# What to produce:
Please write out all of the entries without altering anything.

(Stored data entries)
* * * * * * * * *

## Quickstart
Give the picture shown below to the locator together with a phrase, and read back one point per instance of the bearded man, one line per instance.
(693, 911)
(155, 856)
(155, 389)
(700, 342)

* * * * * * * * *

# Answer to the exercise:
## Quickstart
Give the picture shown below to the locator together with a phrase, and read back one point per instance of the bearded man, one line per instance.
(693, 911)
(155, 856)
(155, 389)
(700, 342)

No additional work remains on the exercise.